**What this task involves**
Present exactly, and only, the lines running from the line that contains "Target: bag logo" through the end of the entries below.

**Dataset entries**
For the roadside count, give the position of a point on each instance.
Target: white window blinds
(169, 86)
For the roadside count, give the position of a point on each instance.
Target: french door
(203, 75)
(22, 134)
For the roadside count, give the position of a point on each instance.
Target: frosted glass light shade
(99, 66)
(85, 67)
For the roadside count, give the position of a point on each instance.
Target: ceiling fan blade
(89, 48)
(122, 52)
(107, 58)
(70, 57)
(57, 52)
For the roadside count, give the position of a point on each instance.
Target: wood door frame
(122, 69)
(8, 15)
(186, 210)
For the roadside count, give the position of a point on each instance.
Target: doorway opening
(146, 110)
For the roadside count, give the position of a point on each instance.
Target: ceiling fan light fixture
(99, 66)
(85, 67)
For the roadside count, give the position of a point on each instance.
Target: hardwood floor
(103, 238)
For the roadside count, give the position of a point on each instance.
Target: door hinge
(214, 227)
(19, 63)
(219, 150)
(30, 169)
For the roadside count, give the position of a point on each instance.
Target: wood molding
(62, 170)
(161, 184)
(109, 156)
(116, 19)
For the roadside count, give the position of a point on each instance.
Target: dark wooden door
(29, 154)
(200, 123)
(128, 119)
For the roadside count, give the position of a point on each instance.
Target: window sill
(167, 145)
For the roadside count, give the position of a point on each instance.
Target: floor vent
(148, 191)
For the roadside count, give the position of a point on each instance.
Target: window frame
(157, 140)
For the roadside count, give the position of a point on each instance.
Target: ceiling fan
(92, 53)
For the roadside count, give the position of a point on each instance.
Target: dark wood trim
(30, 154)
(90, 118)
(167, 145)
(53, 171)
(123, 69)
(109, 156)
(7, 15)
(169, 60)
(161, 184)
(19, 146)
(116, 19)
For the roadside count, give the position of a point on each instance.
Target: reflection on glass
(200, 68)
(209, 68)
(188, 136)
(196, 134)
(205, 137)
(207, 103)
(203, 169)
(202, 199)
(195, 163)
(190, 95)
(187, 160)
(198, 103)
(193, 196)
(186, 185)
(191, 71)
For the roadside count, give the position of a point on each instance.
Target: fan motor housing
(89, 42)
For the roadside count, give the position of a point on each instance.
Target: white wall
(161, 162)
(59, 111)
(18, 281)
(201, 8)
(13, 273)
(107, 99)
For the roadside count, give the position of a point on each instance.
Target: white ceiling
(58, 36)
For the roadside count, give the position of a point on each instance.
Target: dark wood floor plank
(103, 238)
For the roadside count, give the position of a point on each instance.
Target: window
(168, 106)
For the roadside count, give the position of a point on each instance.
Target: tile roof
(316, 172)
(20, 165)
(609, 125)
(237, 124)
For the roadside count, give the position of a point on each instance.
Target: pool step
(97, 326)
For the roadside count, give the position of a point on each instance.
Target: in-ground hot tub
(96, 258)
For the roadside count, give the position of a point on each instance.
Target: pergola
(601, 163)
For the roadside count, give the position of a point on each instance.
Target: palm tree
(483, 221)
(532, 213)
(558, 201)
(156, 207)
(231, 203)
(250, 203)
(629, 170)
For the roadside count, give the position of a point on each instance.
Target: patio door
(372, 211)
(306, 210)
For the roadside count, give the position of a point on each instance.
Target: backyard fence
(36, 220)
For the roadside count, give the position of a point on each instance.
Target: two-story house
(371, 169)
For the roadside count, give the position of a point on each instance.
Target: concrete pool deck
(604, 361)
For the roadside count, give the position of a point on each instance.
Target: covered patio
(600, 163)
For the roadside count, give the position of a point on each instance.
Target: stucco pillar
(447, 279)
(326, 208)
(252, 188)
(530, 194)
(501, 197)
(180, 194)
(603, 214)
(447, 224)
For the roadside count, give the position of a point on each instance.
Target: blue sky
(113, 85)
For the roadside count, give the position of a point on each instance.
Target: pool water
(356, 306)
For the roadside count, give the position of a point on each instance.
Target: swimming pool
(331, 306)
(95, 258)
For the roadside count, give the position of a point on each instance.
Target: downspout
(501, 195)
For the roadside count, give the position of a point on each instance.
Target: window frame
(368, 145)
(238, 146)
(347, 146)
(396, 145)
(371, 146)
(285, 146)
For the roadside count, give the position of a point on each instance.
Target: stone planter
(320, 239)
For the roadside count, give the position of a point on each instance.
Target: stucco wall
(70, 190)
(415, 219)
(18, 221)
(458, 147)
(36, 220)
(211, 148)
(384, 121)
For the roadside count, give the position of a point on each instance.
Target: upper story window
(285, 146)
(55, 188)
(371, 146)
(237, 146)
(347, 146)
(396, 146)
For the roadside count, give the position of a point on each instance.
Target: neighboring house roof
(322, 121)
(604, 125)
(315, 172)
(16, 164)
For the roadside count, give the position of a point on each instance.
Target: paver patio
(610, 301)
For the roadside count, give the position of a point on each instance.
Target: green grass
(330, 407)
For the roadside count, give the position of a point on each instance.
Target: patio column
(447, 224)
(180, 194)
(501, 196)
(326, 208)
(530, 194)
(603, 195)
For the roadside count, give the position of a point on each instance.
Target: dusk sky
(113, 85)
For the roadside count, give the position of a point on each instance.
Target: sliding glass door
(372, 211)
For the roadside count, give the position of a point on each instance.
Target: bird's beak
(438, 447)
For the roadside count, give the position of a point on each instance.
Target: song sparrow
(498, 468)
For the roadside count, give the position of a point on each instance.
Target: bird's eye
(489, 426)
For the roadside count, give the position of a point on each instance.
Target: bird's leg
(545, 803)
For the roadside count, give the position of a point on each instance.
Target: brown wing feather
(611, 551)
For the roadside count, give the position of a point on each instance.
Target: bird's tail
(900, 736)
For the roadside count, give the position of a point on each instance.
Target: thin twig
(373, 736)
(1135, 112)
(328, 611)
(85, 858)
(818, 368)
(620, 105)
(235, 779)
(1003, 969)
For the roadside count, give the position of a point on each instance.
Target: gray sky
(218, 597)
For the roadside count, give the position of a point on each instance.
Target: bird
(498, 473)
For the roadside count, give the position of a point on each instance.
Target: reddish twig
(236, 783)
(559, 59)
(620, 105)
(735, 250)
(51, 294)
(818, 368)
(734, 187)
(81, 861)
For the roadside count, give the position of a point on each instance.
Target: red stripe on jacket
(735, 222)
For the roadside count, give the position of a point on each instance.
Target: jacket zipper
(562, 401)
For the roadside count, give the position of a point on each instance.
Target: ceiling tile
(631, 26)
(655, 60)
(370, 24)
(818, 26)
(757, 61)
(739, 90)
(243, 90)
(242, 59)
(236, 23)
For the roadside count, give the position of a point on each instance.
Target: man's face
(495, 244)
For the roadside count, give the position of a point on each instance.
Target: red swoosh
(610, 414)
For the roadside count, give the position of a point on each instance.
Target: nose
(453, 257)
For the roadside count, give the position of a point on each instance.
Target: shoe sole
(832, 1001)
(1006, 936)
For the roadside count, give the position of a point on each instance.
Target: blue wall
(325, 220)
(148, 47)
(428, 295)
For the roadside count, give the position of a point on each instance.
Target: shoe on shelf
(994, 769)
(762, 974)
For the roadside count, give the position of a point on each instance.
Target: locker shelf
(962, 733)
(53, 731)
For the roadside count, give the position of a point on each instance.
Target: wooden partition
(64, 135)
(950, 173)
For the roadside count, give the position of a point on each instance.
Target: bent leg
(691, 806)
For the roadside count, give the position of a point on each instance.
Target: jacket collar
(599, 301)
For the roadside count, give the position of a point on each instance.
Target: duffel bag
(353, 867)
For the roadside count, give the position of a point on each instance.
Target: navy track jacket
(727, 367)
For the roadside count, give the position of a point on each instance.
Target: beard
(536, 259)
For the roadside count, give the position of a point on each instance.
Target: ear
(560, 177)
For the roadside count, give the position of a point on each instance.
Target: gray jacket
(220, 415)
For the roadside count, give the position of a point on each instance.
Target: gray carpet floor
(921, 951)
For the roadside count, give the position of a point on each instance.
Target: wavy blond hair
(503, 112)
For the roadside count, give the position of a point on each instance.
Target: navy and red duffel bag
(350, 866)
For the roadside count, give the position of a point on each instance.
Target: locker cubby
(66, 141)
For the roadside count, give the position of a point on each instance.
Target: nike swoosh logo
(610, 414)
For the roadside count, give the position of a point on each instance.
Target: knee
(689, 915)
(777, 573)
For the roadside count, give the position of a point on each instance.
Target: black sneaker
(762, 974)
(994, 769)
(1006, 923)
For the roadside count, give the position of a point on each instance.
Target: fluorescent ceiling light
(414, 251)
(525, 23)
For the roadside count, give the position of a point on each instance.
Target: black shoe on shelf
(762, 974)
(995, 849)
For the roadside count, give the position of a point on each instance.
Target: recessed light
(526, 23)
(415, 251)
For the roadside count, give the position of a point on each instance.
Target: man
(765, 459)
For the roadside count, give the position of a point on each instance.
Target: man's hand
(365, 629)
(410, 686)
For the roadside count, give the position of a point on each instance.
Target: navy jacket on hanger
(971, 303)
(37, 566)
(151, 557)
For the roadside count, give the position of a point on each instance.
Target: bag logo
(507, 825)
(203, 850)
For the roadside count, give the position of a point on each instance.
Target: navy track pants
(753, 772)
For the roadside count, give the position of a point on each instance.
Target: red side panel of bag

**Exercise result**
Target: bag logo
(507, 825)
(203, 850)
For the roadside count, give the position of a point on each instance.
Target: navy track pants
(753, 772)
For the roadside count, give the position of a point on each instance.
Target: red side panel of bag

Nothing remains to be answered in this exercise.